Records for pointing at objects in photos:
◇ ◇ ◇
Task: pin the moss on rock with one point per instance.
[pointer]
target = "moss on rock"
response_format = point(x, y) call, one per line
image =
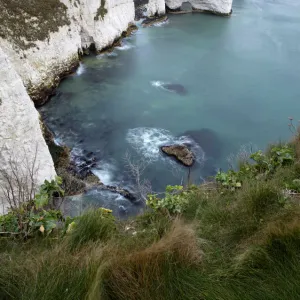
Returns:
point(24, 22)
point(101, 12)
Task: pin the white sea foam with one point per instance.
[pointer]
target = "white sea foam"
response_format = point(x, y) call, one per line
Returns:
point(81, 69)
point(161, 24)
point(157, 83)
point(105, 173)
point(147, 141)
point(112, 54)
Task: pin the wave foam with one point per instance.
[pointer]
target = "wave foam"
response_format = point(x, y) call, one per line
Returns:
point(158, 83)
point(125, 47)
point(161, 24)
point(81, 69)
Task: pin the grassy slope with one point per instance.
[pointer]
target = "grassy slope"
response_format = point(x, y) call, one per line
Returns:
point(227, 245)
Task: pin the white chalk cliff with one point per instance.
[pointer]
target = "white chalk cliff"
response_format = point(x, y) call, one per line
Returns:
point(216, 6)
point(39, 42)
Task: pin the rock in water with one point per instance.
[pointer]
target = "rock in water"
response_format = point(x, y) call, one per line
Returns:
point(208, 140)
point(174, 87)
point(181, 153)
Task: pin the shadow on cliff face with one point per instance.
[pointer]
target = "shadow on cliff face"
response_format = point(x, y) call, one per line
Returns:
point(208, 140)
point(211, 144)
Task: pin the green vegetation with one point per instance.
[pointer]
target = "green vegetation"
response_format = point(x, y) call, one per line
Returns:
point(24, 22)
point(237, 238)
point(101, 12)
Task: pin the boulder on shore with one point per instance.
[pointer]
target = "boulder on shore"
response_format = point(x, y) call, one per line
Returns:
point(175, 88)
point(181, 152)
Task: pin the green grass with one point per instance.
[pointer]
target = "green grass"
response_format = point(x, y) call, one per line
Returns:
point(227, 245)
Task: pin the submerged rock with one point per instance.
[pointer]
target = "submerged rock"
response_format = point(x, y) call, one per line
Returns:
point(175, 87)
point(208, 140)
point(181, 153)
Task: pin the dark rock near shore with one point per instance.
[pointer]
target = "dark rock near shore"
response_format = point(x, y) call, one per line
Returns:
point(176, 88)
point(117, 190)
point(181, 153)
point(153, 20)
point(208, 140)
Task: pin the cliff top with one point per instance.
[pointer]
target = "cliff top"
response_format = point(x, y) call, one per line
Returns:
point(24, 22)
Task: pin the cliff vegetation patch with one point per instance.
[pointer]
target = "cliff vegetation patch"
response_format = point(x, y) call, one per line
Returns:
point(24, 22)
point(101, 12)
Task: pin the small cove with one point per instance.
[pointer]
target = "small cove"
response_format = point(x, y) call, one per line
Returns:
point(241, 76)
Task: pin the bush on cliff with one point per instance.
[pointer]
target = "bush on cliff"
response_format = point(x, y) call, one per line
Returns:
point(227, 241)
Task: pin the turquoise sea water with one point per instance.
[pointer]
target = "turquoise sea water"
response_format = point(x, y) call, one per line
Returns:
point(241, 74)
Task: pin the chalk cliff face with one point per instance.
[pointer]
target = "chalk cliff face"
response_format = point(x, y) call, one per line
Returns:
point(21, 142)
point(76, 25)
point(39, 42)
point(216, 6)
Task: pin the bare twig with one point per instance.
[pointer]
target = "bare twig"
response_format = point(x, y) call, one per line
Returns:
point(136, 169)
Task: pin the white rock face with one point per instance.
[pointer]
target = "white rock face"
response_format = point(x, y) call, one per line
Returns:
point(39, 66)
point(97, 22)
point(21, 140)
point(217, 6)
point(155, 7)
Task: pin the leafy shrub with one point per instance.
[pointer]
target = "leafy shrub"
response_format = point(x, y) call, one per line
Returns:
point(261, 165)
point(229, 180)
point(174, 202)
point(94, 225)
point(36, 215)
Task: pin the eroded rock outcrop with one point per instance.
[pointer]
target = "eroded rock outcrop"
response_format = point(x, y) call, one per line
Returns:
point(22, 147)
point(181, 153)
point(222, 7)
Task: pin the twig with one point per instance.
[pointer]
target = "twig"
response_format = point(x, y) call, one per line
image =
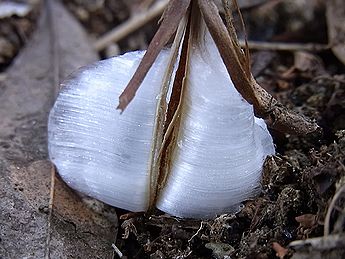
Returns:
point(283, 46)
point(118, 252)
point(131, 25)
point(330, 209)
point(197, 232)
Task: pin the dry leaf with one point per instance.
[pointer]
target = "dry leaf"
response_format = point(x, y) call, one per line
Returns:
point(281, 252)
point(336, 27)
point(58, 47)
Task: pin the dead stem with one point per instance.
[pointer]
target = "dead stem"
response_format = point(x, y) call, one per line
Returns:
point(171, 19)
point(276, 115)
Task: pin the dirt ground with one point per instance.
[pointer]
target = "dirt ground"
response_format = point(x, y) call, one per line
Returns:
point(298, 184)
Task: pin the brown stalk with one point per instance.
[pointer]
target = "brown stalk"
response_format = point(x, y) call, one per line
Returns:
point(170, 21)
point(265, 106)
point(276, 115)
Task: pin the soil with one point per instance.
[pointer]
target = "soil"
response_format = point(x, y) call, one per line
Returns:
point(298, 183)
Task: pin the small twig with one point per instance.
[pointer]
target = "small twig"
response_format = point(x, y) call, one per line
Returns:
point(330, 209)
point(197, 232)
point(283, 46)
point(131, 25)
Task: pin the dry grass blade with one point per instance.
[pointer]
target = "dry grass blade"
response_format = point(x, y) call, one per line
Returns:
point(265, 106)
point(171, 19)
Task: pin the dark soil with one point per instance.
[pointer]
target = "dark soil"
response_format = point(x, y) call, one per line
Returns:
point(298, 183)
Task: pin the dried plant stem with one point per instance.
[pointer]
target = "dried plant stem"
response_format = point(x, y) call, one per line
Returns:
point(50, 210)
point(340, 191)
point(283, 46)
point(131, 25)
point(265, 106)
point(171, 18)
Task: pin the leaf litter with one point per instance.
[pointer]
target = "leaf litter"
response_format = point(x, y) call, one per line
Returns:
point(29, 228)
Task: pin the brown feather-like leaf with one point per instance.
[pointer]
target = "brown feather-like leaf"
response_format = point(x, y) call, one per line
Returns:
point(265, 106)
point(171, 19)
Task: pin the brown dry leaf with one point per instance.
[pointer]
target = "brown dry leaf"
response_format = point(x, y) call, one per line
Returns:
point(307, 220)
point(58, 47)
point(336, 27)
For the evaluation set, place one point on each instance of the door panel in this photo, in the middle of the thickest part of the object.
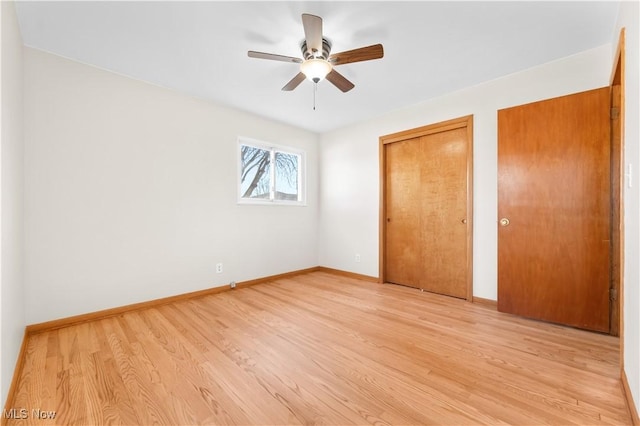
◇ ◇ ◇
SHORT EXERCISE: Reproduce every line of the records above verbatim, from the first record through the last, and leave the pictures out of your copy.

EXERCISE ANSWER:
Task: pin the moss on rock with one point per instance.
[pointer]
target = "moss on rock"
response_format = point(x, y) call, one per line
image =
Returns:
point(24, 22)
point(101, 12)
Task: pin the white sea foam with one point per instance.
[pointer]
target = "white sea foam"
response_format = point(x, y) call, one per line
Returns:
point(81, 69)
point(161, 24)
point(157, 83)
point(105, 173)
point(147, 141)
point(112, 54)
Task: pin the wave foam with one point per instance.
[pointer]
target = "wave foam"
response_format = point(x, y) call, one per line
Returns:
point(158, 83)
point(125, 47)
point(161, 24)
point(81, 69)
Task: pin the grassy slope with one point per instance.
[pointer]
target = "grassy slope"
response_format = point(x, y) call, one per line
Returns:
point(227, 245)
Task: pin the white chalk cliff with one point per instance.
[pointer]
target = "white chalk cliff"
response_format = point(x, y) call, one per line
Returns:
point(216, 6)
point(39, 42)
Task: pin the rock in water with one point per instance.
[pointer]
target = "rock in water"
response_format = point(x, y) call, one per line
Returns:
point(208, 140)
point(174, 87)
point(181, 153)
Task: pin the shadow on cliff face with one point per instance.
[pointer]
target = "shadow on cliff face"
response_format = point(x, y) call, one per line
Returns:
point(208, 140)
point(211, 144)
Task: pin the green vegetation with one point per instance.
[pointer]
target = "green vegetation"
response_format = point(x, y) call, one per line
Returns:
point(24, 22)
point(237, 238)
point(101, 12)
Task: pin the boulder on shore with one point per instance.
[pointer]
target = "boulder on shore"
response_format = point(x, y) call, one per line
Returns:
point(175, 88)
point(181, 152)
Task: pin the green grass with one point per instance.
[pointer]
target = "green grass"
response_format = point(x, y) call, one per line
Returns:
point(227, 245)
Task: pin the submerged rock with one point per instance.
[pointer]
target = "submerged rock"
response_format = point(x, y) call, one per line
Returns:
point(175, 87)
point(208, 140)
point(181, 153)
Task: pin the dark rock near shore with one point per instance.
[pointer]
target = "dark rock near shore"
response_format = point(x, y) call, one per line
Returns:
point(176, 88)
point(117, 190)
point(181, 153)
point(153, 20)
point(208, 140)
Task: pin the cliff top with one point per instance.
[pointer]
target = "cliff top"
response_format = point(x, y) call, one per line
Returns:
point(24, 22)
Task: pin the cliff vegetation patch with one point per instance.
[pointer]
target = "cliff vegetation patch"
response_format = point(x, y) call, one per line
Returns:
point(24, 22)
point(101, 12)
Task: pin the small cove with one point per instance.
[pointer]
target = "small cove"
response_format = point(x, y) call, one per line
Returns:
point(241, 76)
Task: pin the bush on cliff with one point per instance.
[pointer]
target = "bush on cliff"
response_format = point(x, y) call, one per line
Returns:
point(227, 241)
Task: pin the turquoise sea water with one point per instance.
[pointer]
target = "turquoise sea water"
response_format = point(x, y) call, one per line
Returns:
point(241, 74)
Task: pin the chalk cliff face with one point per instance.
[pointer]
target = "chalk cliff face"
response_format = point(x, y) call, one per line
Returns:
point(21, 142)
point(76, 25)
point(39, 42)
point(216, 6)
Task: pin the bare twig with one point per instance.
[pointer]
target = "bare twig"
response_format = point(x, y) call, one per line
Returns:
point(136, 169)
Task: pin the white rock face with one point per instance.
[pointer]
target = "white rock face"
response_format = point(x, y) call, one per line
Returns:
point(39, 66)
point(97, 22)
point(21, 140)
point(217, 6)
point(155, 7)
Task: pin the leafy shrub with one point per instance.
[pointer]
target = "leafy shrub"
response_format = point(x, y) call, one per line
Returns:
point(261, 165)
point(229, 180)
point(174, 202)
point(94, 225)
point(36, 215)
Task: pin the eroded rock outcrop with one point per instance.
[pointer]
target = "eroded rock outcrop"
response_format = point(x, y) call, one per line
Returns:
point(22, 147)
point(181, 153)
point(222, 7)
Task: pin the twig with one point per instance.
[pointer]
target = "twig"
response_format = point(x, y) call, one per line
image =
Returns:
point(283, 46)
point(118, 252)
point(131, 25)
point(330, 209)
point(197, 232)
Task: pin the dry leaf with one point per instance.
[pointer]
target = "dry leaf"
response_format = point(x, y) call, one per line
Returns:
point(281, 252)
point(336, 27)
point(58, 47)
Task: pin the dead stem with one point per instance.
[pointer]
target = "dead stem"
response_format = point(x, y) call, one per line
Returns:
point(171, 19)
point(276, 115)
Task: pin the dirt ground with one point per instance.
[pointer]
target = "dirt ground"
response_format = point(x, y) call, one per line
Returns:
point(298, 184)
Task: pin the brown stalk with one point per instance.
[pointer]
target = "brown stalk"
response_format = point(x, y) call, one per line
Returns:
point(170, 21)
point(265, 106)
point(276, 115)
Task: pin the soil with one point per instance.
[pointer]
target = "soil"
response_format = point(x, y) call, one per line
Returns:
point(298, 183)
Task: pin the small twig with one point per instance.
[pointer]
target = "small twig"
response_format = point(x, y) call, one per line
Returns:
point(330, 209)
point(197, 232)
point(283, 46)
point(131, 25)
Task: pin the dry grass blade with one point per instance.
[pointer]
target = "dry grass blade"
response_format = point(x, y) call, one per line
Returns:
point(265, 106)
point(171, 19)
Task: pin the dark soil with one point per instance.
[pointer]
target = "dark soil"
response_format = point(x, y) call, one per line
Returns:
point(298, 183)
Task: pin the dried plant stem with one point per instance.
[pointer]
target = "dried plant stem"
response_format = point(x, y) call, one per line
Returns:
point(50, 210)
point(340, 191)
point(283, 46)
point(131, 25)
point(265, 106)
point(171, 18)
Task: pin the leaf litter with one point per instance.
[pointer]
target = "leaf litter"
response_format = point(x, y) call, one per line
Returns:
point(29, 228)
Task: pin the brown feather-like leaf with one point per instance.
[pointer]
target = "brown feather-like leaf"
response_format = point(x, y) call, one per line
Returns:
point(265, 106)
point(171, 19)
Task: pin the brown dry leaf with one point per instance.
[pointer]
target = "brown dry leaf"
response_format = point(x, y) call, one per line
Returns:
point(307, 220)
point(58, 47)
point(336, 27)
For the evaluation set, place one point on each instance of the door panel in this photo, in the middle of the thickest part of the object.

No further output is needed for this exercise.